**Exercise text**:
────────────────────

During those years that we worked together at Blythe’s, Jason would often speak of our boss in a way that made his respect and admiration for Les evident. And although it was never a conscious thought, I came to realize that I wanted to be the kind of person that my brother would hold in such high regard. In that way, then, Jason taught me to be a better person.

He showed me what friendship should look like; the love that can exist between men, unrelated but recognized as brothers.

Somehow Jason was able to teach me that love can be unconditional, and more importantly that I deserved it. 

We had our moments, our arguments, our knock-down, drag-out actual wars every time my parents went to the grocery store… and there were times he let me know he didn’t agree with my choices, my lifestyle, that he didn’t like my decisions and at times didn’t actually like me. 

Yet I was blessed with the knowledge that nothing I did could ever make him love me less. Which even as a parent isn’t an easy thing to instill, especially in teenage girls, so the fact he was able to do so as a young man is pretty astounding.

────────────────────

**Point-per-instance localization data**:
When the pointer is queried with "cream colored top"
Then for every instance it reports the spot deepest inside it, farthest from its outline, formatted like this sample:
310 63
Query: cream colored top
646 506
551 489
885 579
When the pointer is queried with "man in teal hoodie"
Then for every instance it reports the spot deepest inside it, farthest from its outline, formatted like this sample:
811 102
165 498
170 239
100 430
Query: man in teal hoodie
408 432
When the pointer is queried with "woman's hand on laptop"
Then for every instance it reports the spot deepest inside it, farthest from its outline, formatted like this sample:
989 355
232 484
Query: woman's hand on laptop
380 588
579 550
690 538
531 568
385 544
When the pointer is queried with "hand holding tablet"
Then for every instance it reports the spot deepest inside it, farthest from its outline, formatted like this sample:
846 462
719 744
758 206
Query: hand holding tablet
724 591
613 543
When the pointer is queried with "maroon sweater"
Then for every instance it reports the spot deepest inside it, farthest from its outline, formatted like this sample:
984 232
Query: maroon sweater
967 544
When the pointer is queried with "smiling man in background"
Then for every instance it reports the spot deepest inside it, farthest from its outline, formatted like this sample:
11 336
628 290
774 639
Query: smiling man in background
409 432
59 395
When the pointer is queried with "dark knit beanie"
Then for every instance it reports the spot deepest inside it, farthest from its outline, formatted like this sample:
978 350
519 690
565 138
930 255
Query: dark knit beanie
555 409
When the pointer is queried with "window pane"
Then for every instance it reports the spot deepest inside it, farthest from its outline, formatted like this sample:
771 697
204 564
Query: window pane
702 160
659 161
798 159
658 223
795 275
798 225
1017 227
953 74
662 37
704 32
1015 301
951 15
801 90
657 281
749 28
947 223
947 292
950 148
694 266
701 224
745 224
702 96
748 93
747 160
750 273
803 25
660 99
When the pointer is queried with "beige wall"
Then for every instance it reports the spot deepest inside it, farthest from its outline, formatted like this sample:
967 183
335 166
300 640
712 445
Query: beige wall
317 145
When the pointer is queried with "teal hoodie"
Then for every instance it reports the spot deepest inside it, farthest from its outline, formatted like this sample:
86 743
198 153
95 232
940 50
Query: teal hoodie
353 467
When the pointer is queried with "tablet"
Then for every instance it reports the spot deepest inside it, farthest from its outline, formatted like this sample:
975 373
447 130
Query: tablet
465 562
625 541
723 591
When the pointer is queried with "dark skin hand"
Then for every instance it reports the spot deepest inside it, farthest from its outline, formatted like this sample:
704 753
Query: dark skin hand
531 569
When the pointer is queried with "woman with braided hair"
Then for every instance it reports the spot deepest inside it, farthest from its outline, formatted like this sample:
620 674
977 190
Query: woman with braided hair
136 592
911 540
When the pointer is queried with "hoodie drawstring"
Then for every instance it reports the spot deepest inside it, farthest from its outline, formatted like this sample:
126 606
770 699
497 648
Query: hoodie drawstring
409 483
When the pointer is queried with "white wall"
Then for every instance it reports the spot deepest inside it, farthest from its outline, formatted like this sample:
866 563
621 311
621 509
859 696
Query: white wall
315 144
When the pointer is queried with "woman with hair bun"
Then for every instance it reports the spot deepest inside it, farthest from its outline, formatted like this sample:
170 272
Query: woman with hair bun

────────────────────

**Instructions**:
(a) List every thing that, according to the reflection about Jason, he let the writer know he disagreed with or disliked.
(b) In the reflection about Jason, why does the writer call it "pretty astounding" that Jason conveyed that nothing could make him love the writer less?
(c) Please carry on the reflection about Jason from its final sentence.
You won't need the entries for any of this.

**Answers in order**:
(a)
- The writer's choices
- The writer's lifestyle
- The writer's decisions
- At times, the writer personally

(b) Even a parent finds that kind of knowledge hard to instill, especially in teenage girls. Jason managed it while he was still a young man.

(c)
Towards the end of his life Jason showed me what it means to truly be a warrior. When he was first diagnosed, when that doctor walked in and said the words “stage four” my heart hit the bottom of my feet. I knew he’s just handed my brother a death sentence. Jason’s response was to simply say, “Well, okay. How do we get rid of it? Let’s kill this thing.” And from that moment until his very last breath, he fought like hell. 

You’ll hear sometimes after a person has died that they’ve “lost their battle with cancer.” 

Jason never did. 

Cancer may have killed him, but not for one single moment did it ever beat him. Even though there must have been times he was scared and in so much pain, he never considered giving up.  

Throughout the entire fight, he never expressed any type of self-pity. He never asked, “why me?” and even though the rest of us said it, over and over again, “this just isn’t fair” there wasn’t a single instance that he even agreed aloud. 

I’m afraid I didn’t offer much in exchange, although I did have the occasion to teach him why we never drink tequila purchased from a clearance section of the liquor store.

The character of a man can be measured not only in the way he treats others, but perhaps more so in the way he is regarded by the people in his life. 

My brother was a man who inspired I don’t know how many people to make a trip to my parents’ home during those last few days to squeeze his hand, give him one last hug or a kiss on the cheek; to say goodbye and to let him know that he was loved.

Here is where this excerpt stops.